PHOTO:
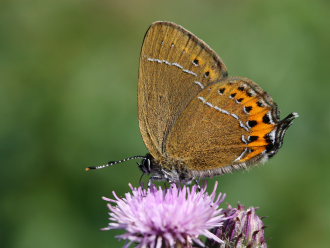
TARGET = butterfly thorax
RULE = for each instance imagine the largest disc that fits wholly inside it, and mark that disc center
(165, 170)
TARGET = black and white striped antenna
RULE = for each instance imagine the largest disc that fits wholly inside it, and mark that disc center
(110, 163)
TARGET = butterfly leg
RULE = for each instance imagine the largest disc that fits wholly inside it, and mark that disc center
(197, 183)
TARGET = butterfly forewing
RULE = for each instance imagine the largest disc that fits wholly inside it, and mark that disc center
(174, 67)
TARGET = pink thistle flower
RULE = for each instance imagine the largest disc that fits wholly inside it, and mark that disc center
(244, 229)
(173, 217)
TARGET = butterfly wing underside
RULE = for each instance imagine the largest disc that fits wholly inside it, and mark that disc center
(174, 67)
(232, 124)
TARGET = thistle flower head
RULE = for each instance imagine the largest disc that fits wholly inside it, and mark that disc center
(173, 217)
(244, 229)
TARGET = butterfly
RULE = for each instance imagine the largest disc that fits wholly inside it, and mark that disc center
(195, 120)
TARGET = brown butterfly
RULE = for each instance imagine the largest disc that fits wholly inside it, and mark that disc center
(195, 120)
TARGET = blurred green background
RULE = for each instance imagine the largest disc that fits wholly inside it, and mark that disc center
(68, 86)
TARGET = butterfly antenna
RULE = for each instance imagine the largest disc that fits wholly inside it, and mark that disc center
(110, 163)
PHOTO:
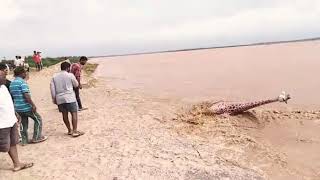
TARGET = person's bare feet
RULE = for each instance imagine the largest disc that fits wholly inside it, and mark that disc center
(43, 138)
(77, 133)
(22, 166)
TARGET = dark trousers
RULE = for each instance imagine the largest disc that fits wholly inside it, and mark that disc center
(37, 132)
(76, 91)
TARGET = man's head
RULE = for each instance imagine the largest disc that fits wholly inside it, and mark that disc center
(20, 72)
(65, 66)
(2, 78)
(4, 68)
(83, 60)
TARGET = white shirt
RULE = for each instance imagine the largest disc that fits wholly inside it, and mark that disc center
(7, 113)
(61, 87)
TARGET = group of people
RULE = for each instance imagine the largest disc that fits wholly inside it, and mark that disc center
(17, 106)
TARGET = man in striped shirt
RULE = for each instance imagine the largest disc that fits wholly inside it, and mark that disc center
(25, 107)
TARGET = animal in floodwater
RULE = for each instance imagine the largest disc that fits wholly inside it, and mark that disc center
(236, 108)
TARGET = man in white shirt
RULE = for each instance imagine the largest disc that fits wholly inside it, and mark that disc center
(62, 93)
(9, 136)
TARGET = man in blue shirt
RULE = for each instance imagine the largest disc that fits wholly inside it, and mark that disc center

○ ○ ○

_GOAL_
The records above are to be quoted exactly, with all pictures left out.

_WRITTEN REPLY_
PHOTO:
TARGET = butterfly thorax
RULE = for each instance imagine the largest disc that fits wholly inside it, and mark that disc center
(165, 170)
TARGET = black and white striped antenna
RULE = for each instance imagine the largest disc that fits wholly inside it, and mark that disc center
(110, 163)
TARGET = butterfly leg
RULE = for each instance imagine the largest disc that fits wholly inside it, and mark that disc center
(197, 183)
TARGET = butterfly forewing
RULE = for each instance imagine the largest disc that fits wholly inside it, and mark that disc center
(174, 67)
TARGET = pink thistle flower
RULE = for each instance imagine the largest disc that fits wholly inside it, and mark that disc center
(244, 229)
(173, 217)
TARGET = butterfly wing underside
RULE = for each instance imagine the largest disc that fits wholly inside it, and mark that disc center
(174, 67)
(232, 124)
TARGET = thistle flower head
RULE = for each instance imagine the largest disc that fits wholly inside it, and mark that disc center
(173, 217)
(244, 229)
TARGET = butterfly
RULE = for each instance imagine the largest disc that fits wholly inside it, and mark that disc center
(195, 120)
TARGET = brown butterfly
RULE = for each instance imagine the largest disc that fits wholly inside it, and mark that disc center
(195, 120)
TARGET = blurred green background
RULE = for each instance imagine the largest disc that fits wholly inside it, and mark that disc center
(68, 86)
TARGET = butterfly antenna
RULE = for each instance imagine the largest disc that fits wholly inside it, and mark that disc center
(110, 163)
PHOTO:
TARGET = person's bare feet
RULE = for each instance imagine the largest disc that fits wholly inside it, and mark that disc center
(43, 138)
(77, 133)
(22, 166)
TARGET = dark trousers
RULE = for each instance imagine the largest disc that fits wholly inside it, and mark that disc center
(37, 132)
(76, 91)
TARGET = man's head
RULE = for each instance imagine the largest disc that fits wholly inside it, and mark that disc center
(20, 72)
(65, 66)
(2, 78)
(4, 68)
(83, 60)
TARGET = white shirt
RULE = for each instance imagine the largest disc that fits wholly inside it, and mark that disc center
(7, 113)
(61, 87)
TARGET = group of people
RULE = for each instance imagine the largest disc that fits wholly inside it, and mark that disc center
(17, 106)
TARGET = man in striped shirt
RULE = for each instance imagine the largest disc that fits wholly inside it, and mark that disc center
(25, 107)
TARGET = animal in floodwater
RULE = for each instance imagine the largest disc that fits wholly inside it, and mark that disc center
(236, 108)
TARGET = man in white shirt
RULE = for each instance imagine the largest disc that fits wholly inside it, and mark that disc center
(62, 93)
(9, 136)
TARGET = man in blue shirt
RULE = for each instance imagine the largest disc that fits wholly inside it, and mark that disc center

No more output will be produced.